## Фрагмент текста
────────
Hosted by uCoz
     Предлагаемый ниже текст был написан в 1999 г. для специального выпуска сборника «Научно-техническая информация»*), посвященного памяти Юлия Анатольевича Шрейдера (28 октября 1927 г. – 24 августа 1998 г.). Шрейдер был чрезвычайно талантливым и разностороннним человеком. Математик, философ, богослов. Лет 25 он проработал в системе научной информации и был там признанным авторитетом. Но самое главное – он был необыкновенно ярким человеком.
     Ю.А. был моим научным руководителем, долгое время – моим «непосредственным начальником» и, смею сказать, моим другом. Предлагаемый текст – не его «жизнеописание». Как и следует из заглавия – просто то, что я помню о нем. Светлая ему память.

В.Б. Борщев


     Что помнится

     Вместо предисловия*)
     В прошлом году в августе мы прилетели в Америку, и буквально на следующий день позвонила Саша Раскина*) – «Шрейдер умер...» А я привез ей письмо от него. В последний день перед отъездом мы специально встречались с Шихановичем*): какое-то время тому назад Шрейдер просил его передать письмо, а он не смог воспользоваться какой-то своей оказией и теперь передал его мне. Кажется, Шрейдер умер именно в этот день, но мы этого не знали.
     Уже тогда возник импульс – записать то, что я помню, все-таки мы были знакомы больше 35 лет. И я даже написал страничку. Но – суета, не продолжил. А сейчас Т.Н. Лаппалайнен*) сказала, что выходит специальный выпуск: «Если через пару дней что-нибудь дадите – успеете». Текст ниже – то, что написалось. Действительно за пару дней. Увы, второпях.

     К Шрейдеру на работу
     В марте 1962 года мы с Феликсом Рохлиным, моим другом и соавтором, поступили на работу в отдел № 15 несколько странной организации под названием ОМАИР. Этот ОМАИР был только что создан на руинах Лаборатории электромоделирования ВИНИТИ*) и, судя по буквам, являлся не то Отделением, не то Отделом ВИНИТИ и должен был заниматься Механизацией и Автоматизацией Информационных Работ. Командовал им Антон Михайлович Васильев, персонаж из солженицынского «Круга первого» (он был прототипом Яконова). А Юлий Анатольевич заведовал не только 15-ым отделом, но и доброй половиной всего ОМАИРа – вычислительной машиной УРАЛ-4, которую тогда, кажется, еще только покупали, отделом программистов и чем-то еще. Кроме того, ему было поручено заниматься машинным переводом. Начальство, кажется, считало, что проблема эта не слишком сложная. Васильев, например, был убежден, что американцы ее давно решили. Но, мол, пока не решена проблема автоматического ввода текстов в машину (чем в ОМАИРе, конечно, тоже занимались), они спрятали машинный перевод в загашник.
────────
## Фрагменты записей
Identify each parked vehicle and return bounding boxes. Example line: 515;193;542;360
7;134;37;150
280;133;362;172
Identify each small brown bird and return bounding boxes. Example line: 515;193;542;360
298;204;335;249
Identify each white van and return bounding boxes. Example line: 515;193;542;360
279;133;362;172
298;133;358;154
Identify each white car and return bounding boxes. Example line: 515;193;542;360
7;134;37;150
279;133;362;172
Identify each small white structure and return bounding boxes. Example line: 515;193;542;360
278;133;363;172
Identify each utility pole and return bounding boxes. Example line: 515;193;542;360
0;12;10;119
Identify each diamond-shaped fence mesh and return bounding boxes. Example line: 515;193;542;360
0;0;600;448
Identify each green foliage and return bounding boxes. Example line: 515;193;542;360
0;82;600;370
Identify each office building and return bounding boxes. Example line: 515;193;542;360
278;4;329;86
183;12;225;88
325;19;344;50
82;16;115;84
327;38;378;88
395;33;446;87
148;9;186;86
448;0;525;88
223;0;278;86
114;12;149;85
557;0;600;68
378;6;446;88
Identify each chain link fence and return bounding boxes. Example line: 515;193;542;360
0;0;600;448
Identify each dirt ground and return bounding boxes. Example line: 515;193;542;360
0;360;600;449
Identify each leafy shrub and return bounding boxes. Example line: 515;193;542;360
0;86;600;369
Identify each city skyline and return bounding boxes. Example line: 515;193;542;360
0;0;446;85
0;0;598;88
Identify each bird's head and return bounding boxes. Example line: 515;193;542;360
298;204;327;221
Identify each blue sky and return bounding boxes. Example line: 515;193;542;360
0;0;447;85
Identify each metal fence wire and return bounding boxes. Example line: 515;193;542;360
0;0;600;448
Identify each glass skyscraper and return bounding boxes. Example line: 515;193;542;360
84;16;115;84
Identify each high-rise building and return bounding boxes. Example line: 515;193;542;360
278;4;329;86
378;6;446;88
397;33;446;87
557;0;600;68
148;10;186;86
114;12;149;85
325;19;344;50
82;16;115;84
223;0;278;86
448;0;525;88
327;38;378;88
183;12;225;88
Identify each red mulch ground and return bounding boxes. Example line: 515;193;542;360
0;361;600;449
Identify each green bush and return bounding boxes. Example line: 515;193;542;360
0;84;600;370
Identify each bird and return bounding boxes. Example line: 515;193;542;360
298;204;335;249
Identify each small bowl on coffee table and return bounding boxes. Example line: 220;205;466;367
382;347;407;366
────────
## Задания
1. Воспроизведите без изменений отрывок из воспоминаний о Шрейдере, который открывается словами «В прошлом году» и завершается словами «этого не знали.».
2. Ответьте на вопросы по воспоминаниям о Шрейдере.
(а) В каком году были написаны воспоминания?
(б) Как называлась организация, куда автор поступил на работу в марте 1962 года?
(в) Прототипом какого персонажа был Антон Михайлович Васильев?
Записи здесь не понадобятся.

## Ответы к заданиям
1.
В прошлом году в августе мы прилетели в Америку, и буквально на следующий день позвонила Саша Раскина*) – «Шрейдер умер...» А я привез ей письмо от него. В последний день перед отъездом мы специально встречались с Шихановичем*): какое-то время тому назад Шрейдер просил его передать письмо, а он не смог воспользоваться какой-то своей оказией и теперь передал его мне. Кажется, Шрейдер умер именно в этот день, но мы этого не знали.

2.
(а) В 1999 году.
(б) ОМАИР.
(в) Яконова.